_Objective_
Write out the records beneath this line exactly as they appear, minus any images.

_Provided entries_
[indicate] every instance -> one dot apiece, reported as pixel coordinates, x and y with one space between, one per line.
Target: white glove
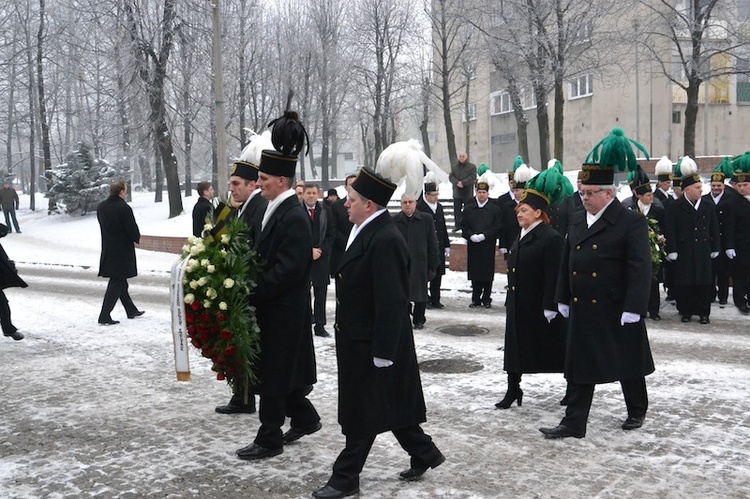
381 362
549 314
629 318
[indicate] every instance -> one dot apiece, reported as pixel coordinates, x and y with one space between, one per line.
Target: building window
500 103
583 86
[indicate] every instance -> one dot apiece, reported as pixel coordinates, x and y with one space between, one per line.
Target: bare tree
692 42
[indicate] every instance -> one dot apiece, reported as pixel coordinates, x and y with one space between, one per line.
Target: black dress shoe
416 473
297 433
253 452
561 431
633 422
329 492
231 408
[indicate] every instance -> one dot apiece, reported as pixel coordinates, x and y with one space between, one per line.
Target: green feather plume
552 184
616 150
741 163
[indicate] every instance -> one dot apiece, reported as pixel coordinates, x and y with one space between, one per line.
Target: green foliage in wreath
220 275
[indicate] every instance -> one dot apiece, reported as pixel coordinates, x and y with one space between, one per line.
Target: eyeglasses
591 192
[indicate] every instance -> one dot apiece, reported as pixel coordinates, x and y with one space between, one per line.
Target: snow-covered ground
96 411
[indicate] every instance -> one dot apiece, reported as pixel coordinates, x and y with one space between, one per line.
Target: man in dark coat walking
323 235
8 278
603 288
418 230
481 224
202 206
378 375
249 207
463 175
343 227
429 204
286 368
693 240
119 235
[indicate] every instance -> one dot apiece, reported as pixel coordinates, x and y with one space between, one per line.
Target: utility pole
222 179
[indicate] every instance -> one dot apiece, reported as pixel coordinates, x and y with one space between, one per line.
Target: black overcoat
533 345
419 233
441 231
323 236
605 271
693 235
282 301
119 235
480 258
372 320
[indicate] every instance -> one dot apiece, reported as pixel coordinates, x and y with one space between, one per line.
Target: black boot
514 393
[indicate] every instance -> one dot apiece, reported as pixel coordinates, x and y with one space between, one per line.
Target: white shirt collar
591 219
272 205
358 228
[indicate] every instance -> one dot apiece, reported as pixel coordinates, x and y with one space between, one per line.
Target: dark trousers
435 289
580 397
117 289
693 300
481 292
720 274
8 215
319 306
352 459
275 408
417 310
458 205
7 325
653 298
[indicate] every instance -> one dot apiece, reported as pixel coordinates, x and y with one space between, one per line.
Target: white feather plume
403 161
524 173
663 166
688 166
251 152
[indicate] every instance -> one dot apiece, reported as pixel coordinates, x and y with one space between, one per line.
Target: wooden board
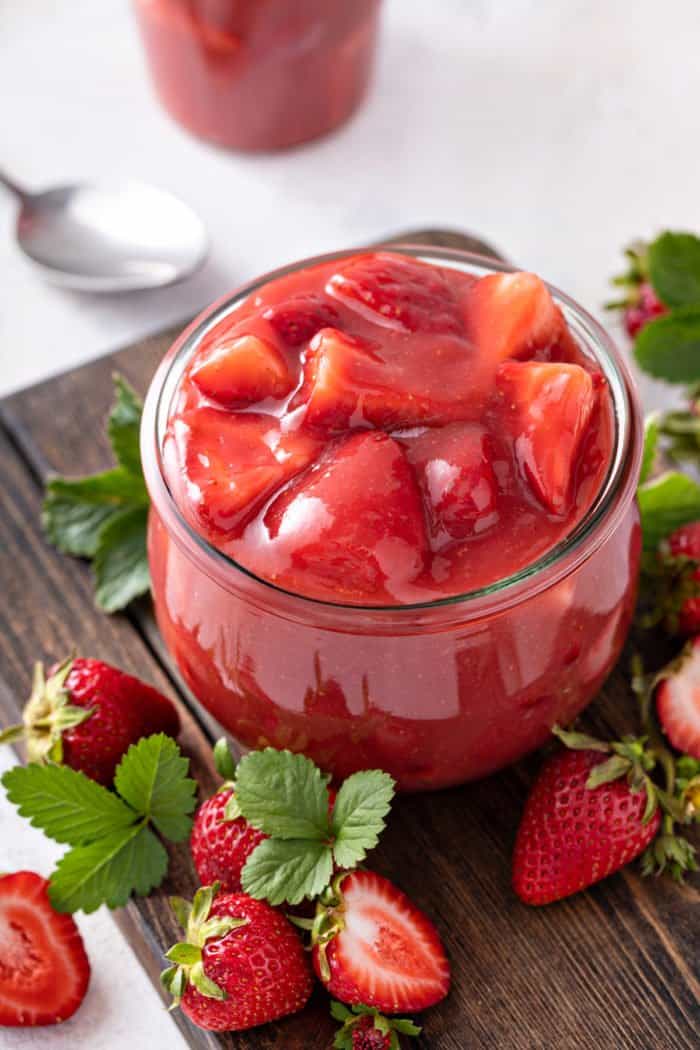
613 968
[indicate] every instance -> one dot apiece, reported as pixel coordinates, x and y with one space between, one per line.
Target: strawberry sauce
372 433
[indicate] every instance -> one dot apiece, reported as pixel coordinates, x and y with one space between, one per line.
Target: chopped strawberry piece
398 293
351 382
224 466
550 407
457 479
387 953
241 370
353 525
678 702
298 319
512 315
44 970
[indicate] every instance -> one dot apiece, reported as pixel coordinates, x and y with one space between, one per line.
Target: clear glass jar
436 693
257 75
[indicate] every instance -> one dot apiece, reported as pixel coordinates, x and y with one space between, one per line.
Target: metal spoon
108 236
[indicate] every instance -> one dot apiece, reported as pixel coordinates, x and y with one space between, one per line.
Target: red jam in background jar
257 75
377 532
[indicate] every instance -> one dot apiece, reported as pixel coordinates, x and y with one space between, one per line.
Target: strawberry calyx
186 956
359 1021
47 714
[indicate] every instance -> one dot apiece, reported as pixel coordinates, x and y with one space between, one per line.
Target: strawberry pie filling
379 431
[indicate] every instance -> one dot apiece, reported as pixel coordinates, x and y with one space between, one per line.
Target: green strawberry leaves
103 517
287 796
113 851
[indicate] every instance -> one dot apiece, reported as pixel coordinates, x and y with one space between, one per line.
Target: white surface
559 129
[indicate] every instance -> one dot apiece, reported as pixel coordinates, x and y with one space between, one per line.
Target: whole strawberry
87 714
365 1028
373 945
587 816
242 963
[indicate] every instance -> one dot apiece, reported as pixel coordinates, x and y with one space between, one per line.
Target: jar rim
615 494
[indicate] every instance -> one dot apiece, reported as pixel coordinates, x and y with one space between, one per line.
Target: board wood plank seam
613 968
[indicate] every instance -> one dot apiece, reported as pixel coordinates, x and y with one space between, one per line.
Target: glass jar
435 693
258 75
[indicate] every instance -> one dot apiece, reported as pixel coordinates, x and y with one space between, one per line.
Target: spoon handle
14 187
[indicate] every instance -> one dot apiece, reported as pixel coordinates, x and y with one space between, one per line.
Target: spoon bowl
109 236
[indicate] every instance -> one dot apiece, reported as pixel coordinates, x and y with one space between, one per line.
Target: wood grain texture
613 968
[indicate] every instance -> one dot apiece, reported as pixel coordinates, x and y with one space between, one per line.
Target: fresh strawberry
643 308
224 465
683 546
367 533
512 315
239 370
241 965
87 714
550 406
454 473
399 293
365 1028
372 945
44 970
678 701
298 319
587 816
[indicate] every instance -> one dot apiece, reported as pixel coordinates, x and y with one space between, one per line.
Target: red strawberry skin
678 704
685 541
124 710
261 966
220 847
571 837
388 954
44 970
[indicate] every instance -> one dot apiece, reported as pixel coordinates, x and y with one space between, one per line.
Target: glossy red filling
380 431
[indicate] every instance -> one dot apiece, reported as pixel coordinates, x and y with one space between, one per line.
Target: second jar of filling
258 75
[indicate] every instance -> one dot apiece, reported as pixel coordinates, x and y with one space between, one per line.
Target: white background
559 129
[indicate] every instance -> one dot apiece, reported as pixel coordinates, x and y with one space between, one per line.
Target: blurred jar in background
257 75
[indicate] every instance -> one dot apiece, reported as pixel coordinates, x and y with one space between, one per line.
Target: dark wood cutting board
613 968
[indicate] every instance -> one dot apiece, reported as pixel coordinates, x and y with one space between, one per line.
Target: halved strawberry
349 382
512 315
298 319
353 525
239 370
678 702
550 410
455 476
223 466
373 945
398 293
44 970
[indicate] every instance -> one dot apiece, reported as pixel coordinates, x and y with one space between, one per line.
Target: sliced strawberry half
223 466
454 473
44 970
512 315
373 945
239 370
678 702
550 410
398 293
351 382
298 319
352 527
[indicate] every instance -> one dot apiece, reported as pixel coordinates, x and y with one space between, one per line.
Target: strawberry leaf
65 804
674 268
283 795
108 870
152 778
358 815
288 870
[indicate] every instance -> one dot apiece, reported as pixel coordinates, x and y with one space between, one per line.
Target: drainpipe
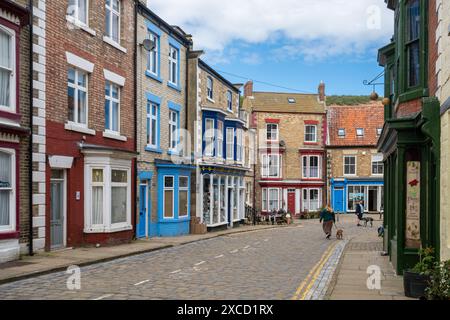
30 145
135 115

_Exercise result_
[indicate] every instance -> one dot apiece, reported as pixel coordinates, x and y with one space between, one per line.
Target: white glove
381 362
549 314
629 318
[indicate] every instance -> one dot apiece, reported as pixel coordinates, x and y with one space between, one per line.
Target: building window
500 103
583 86
[indicate] every instance -> one dot apiece, reported as pixel coordinates, x and y with one space between, one per line.
Target: bare tree
692 42
[indicate] every instance -> one dot apiece, reported as pixel coordinates, x and y with one space between, one per line.
Target: black dress shoe
416 473
297 433
253 452
561 431
633 422
329 492
231 408
[indicate] every instance -> one dot apiece, reported as pixel coordinates, x and y with one space between, one per line.
Target: green feather plume
552 184
616 150
741 163
[indicate] every instance -> one dot apiece, reported as pixel coordinates, x and y with one space between, one per line.
Target: green foliage in wreath
220 275
[indicate] every instance -> one dot apiece, reported as pixel coordinates, x and y with one space between, one per line.
Target: eyeglasses
591 192
[indicate] every instance -> one dot apiece, reported as pixel coordinates, x and y with one space between, one per line.
Target: snow-covered ground
96 411
[indicate] every instance -> one dot apiece, reported as pixel coordinates, x and y with one space between, one per line.
Target: man in dark coat walking
323 235
8 278
603 288
418 230
481 224
202 206
378 375
249 207
463 175
343 227
429 204
286 368
693 240
119 235
[indicate] every instance -> one dot apiece, reported as pixel coordinates, x and y with one space between, one per line.
Target: utility pole
222 179
[indicate] every instance -> one dot apiece, reported as pixel coordinates, x and y with one space between, one per line.
Target: black overcoat
533 345
419 233
441 231
323 236
605 271
693 235
282 301
119 235
480 258
372 320
[indicate] every instance -> one dot apiece, reported as pixel coordinates, x and y with one space between, one per line.
Target: black boot
514 393
[indicate] every instance -> one dot apiece, reported as pixel coordinates, x and y with one space between, one per line.
Target: white shirt collar
591 219
272 205
358 228
[indicate] every instance -> one dot apiece, reported as pixel coordinates, x and y with one space between, one per line.
Target: dark trousers
435 289
580 397
117 289
693 300
481 292
720 274
8 215
319 306
352 459
275 408
417 310
458 205
7 325
653 298
[indicate] every instance -> one dot apiece, reported as pixel coordinates, x and y with one space between, one per line.
Target: white feather plume
403 161
524 173
663 166
688 166
251 152
[indicate] every instance -> one dot apiece, reported as pixel coordinates, x and y with one space between, one per line.
Target: wooden board
613 968
[indicate] every instance -> one dot apiece, reported as pixel coordinates, x and y with one space between, one per line.
Target: strawberry sauce
372 433
[indicate] every instance -> one dot apiece, reported as pixel coordinates, x and y with one space between, one per line.
Target: chopped strawberry piece
398 293
351 382
224 466
550 407
457 479
387 953
241 370
353 525
678 702
298 319
512 315
44 970
[indicate] every instance -> one dot apiece, reported as pixel coordinates, x and y with one space between, one per line.
Target: clear glass jar
436 693
257 75
[indicate] every instance -> one dot apiece, reported as pixel coordinates, x and y with one space between, one per line.
Target: metal spoon
108 236
[indicate] every instance -> one dot apiece, reported as pixel coordinates, x and y with one space between, one per line.
Target: red jam in background jar
257 75
377 532
[indicate] every instance -> one dot apiece, reported as pixel coordinates, x and y with one space between, one per line.
Target: strawberry calyx
186 956
359 1021
47 714
[indicate] every instance -> one dot apiece, reported as pixel coordinates, x and y with one space between, one per line.
Target: strawberry pie filling
379 431
[indicate] every instance -> one dot apiece, reported as pixel coordinates, x and y with one space between, one per line.
Target: green strawberry leaves
103 517
287 796
113 851
[indicate] every instance -> one dot apiece, reported as pixel coordinates, x and y with one space between, one per line.
Target: white surface
559 129
[indicate] every instance -> one dot apiece, reported as pixel coordinates, x and y with one space between, one per line.
Target: whole strawberry
87 714
365 1028
373 945
587 816
242 963
[indicate] every instance -> one dot apiece, reported as pixel coordinates, x and y with one space between, one per line.
Target: jar rim
615 494
[indicate] every instance -> one dot apiece, reported as pixel coordinates, x and y with one space between, one per line.
Target: board wood plank seam
613 968
[indicate] every instance -> one dot apiece, reported as pixel coordinates, x and y with one space between, one per line.
Target: glass jar
435 693
258 75
[indicate] every instance -> one dot apiece, reported as pixel coordinates, x and y with one space between, one per line.
Target: spoon handle
14 187
[indicate] every instance -> one dot apiece, reported as pixel coordinates, x and y with one space between, one per line.
Target: spoon bowl
109 236
[indicate] every instance -> one dot apiece, reported as pixel coordinates, x and y with one space between, one per line.
Target: wood grain texture
613 968
[indicate] every instance -> one dot apiece, reported as pixel coordinates, x and y with one space between, one per line.
Target: fresh strawberry
643 308
224 465
683 546
367 533
512 315
239 370
241 965
87 714
550 406
454 473
399 293
365 1028
372 945
44 970
678 701
298 319
587 816
[indicate] every instance -> one dot apiece, reported as pixel coordinates, x and y with one space between, one per line.
Target: red strawberry skin
678 704
685 541
124 710
261 966
220 847
571 837
388 954
44 970
[indicate] every instance -> one dot apiece, reported as pixel coordinates, x and y with one space between, one per line.
Target: glossy red filling
380 431
[indicate] every instance -> one dot apiece, reported as pixel coordinates, x and y with one space between, one per line.
Target: second jar of filling
258 75
[indicate] every instance -> one dot apiece, reported as pixel coordinates, x and y with one space between, one per line.
Target: white background
559 129
[indicate] every instance -> one dot apiece, reported as pixel coordinates, x and y with one space between, one per line.
Target: blurred jar in background
257 75
[indicate] every instance -> one dot apiece, reported as pixel coordinates, x and y with one space between, one per line.
Target: dark wood cutting board
613 968
[indicate] every instance -> one dot apiece, reported as pixel coordinates, x and y with one space between, one per line.
Target: halved strawberry
349 382
512 315
298 319
353 525
239 370
678 702
550 410
455 476
223 466
373 945
398 293
44 970
[indicate] every instance -> one dot apiece, reported as pixel coordinates, x and y with one space between, one per line.
Target: sliced strawberry half
223 466
454 473
44 970
512 315
373 945
239 370
678 702
550 410
398 293
351 382
298 319
352 527
[indicate] every instance -> one dot apiece, reported as pixel coordinates, x and y with one space between, one per line.
Target: strawberry leaf
65 804
674 268
283 795
108 870
152 778
358 815
288 870
[indicate] every instance -> one dot apiece, reported as pixel coordinates, x and y with one space between, one per line.
Target: drainpipe
30 145
135 115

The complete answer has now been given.